The rougheye rockfish (Sebastes aleutianus) is one of the longest living fish known to science. According to the Committee on the Status of Endangered Wildlife in Canada, this species ranges through the northern Pacific from north of Japan to southern California. The fish earned its common name from the spiky projections about its eye area. The fish is typically found between 525 to 2,165 feet where it survives by eating shrimp. What is truly remarkable about the rougheye rockfish is its age. One specimen caught off Alaska was analyzed and found to be 205 years old. It is likely that since this is just a single specimen, there are, in fact, older individuals down on the seafloor.

The secret of their longevity is discussed by Scientific American. There seem to be multiple factors, such as size, the cold environment, and most importantly genetics. This species, along with other species of rockfish have genes that can repair damaged DNA. This is being studied by researchers in the hopes of better understanding aging in humans and how cancers may be fought. In the meantime, there is a call to protect these long-lived fish from overfishing and other pressures which threaten their existence. Even though these rockfish are long-lived, they are not genetically diverse, which means that sudden changes in the environment could be disastrous for them.


The Hydra magnipapillata, at only 0.4 inches in length, is hardly noticeable. But this species may be immortal. According to Live Science, these freshwater polyps have regenerative capabilities. Each hydra's body is mainly composed of stem cells. This allows the animal to turn that cell into replacement cells of a certain function depending on what is needed. It is in this way, that it is constantly being renewed. Researchers who studied hydras found that while they expected fertility and other signs of age to occur in the species, they found none. 

While hydras can theoretically be immortal, in reality, they never are since they are subject to predation, water pollution, and disease. However, if one lived in a lab, a hydra could keep on going as long as it's regularly given meals of brine shrimp. Daniel Martinez, the Pomona College biologist who conducted the research stated, "I'm hoping this work helps sparks another scientist to take a deeper look at immortality, perhaps in some other organism that helps bring more light to the mysteries of aging."

[DATASET RECORDS]
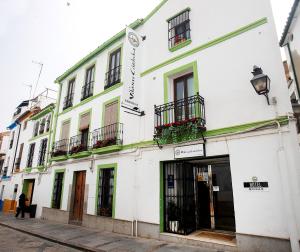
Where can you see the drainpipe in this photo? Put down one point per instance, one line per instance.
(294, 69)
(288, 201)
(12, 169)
---
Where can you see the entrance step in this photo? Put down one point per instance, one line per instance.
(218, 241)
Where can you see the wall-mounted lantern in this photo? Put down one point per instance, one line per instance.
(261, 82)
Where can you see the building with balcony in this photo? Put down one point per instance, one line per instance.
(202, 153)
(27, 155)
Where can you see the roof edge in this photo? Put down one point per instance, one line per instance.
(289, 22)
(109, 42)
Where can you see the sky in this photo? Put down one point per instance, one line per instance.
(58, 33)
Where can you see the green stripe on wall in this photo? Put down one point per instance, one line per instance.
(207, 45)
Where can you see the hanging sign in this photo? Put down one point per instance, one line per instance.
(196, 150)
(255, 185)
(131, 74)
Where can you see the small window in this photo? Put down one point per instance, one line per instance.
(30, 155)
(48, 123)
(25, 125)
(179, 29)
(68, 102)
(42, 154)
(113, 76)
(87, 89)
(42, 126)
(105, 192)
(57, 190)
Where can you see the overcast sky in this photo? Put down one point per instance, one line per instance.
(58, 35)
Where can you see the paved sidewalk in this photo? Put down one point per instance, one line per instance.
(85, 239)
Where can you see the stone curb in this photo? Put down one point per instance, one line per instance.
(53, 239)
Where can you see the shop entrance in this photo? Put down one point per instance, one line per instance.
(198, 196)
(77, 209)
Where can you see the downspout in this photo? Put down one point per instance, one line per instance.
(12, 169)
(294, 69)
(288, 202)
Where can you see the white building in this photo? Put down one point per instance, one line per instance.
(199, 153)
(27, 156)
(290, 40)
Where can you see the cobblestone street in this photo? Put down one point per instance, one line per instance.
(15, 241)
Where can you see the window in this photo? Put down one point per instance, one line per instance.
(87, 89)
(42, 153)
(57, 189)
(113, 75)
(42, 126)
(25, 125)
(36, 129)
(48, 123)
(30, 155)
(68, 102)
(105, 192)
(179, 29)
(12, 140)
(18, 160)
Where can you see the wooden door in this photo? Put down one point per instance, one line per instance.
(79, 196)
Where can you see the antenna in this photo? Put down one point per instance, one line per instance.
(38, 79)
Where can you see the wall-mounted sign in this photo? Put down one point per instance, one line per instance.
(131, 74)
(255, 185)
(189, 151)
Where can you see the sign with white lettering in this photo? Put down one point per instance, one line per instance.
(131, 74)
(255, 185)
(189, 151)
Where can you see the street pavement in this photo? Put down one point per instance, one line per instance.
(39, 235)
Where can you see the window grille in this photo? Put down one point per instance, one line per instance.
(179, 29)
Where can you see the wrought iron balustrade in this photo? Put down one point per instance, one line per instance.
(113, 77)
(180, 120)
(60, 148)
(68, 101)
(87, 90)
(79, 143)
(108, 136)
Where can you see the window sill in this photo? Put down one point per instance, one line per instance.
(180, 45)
==
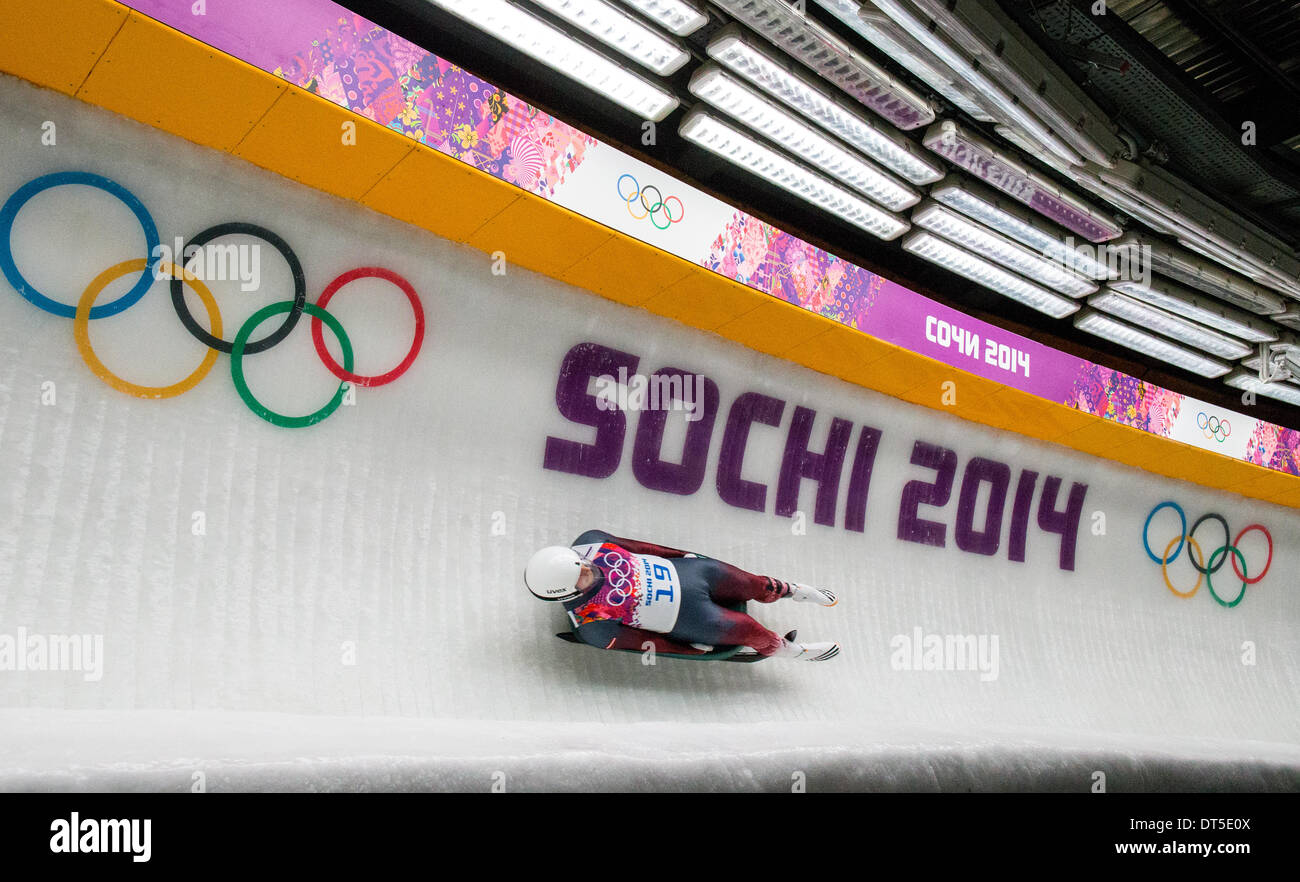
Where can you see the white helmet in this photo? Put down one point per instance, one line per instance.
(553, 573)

[EXERCISE TASKS]
**1.** Name every publication or organization that the passage about rockfish and hydras cites as a source of information.
**2.** Summarize the passage about rockfish and hydras in three sentences.
You can do this work without the records.

[SOLUTION LIST]
**1.**
Committee on the Status of Endangered Wildlife in Canada
Scientific American
Live Science

**2.** The rougheye rockfish is one of the longest-living fish known, with one specimen caught off Alaska found to be 205 years old, and its long life seems to come from its size, its cold environment and, most importantly, genes that can repair damaged DNA. Researchers are studying this in hopes of better understanding aging in humans and fighting cancers, while there is a call to protect these fish, which are not genetically diverse, from overfishing and other pressures. The tiny freshwater polyp Hydra magnipapillata may be immortal because its body is mainly stem cells that constantly renew it, though in the wild it is subject to predation, water pollution and disease.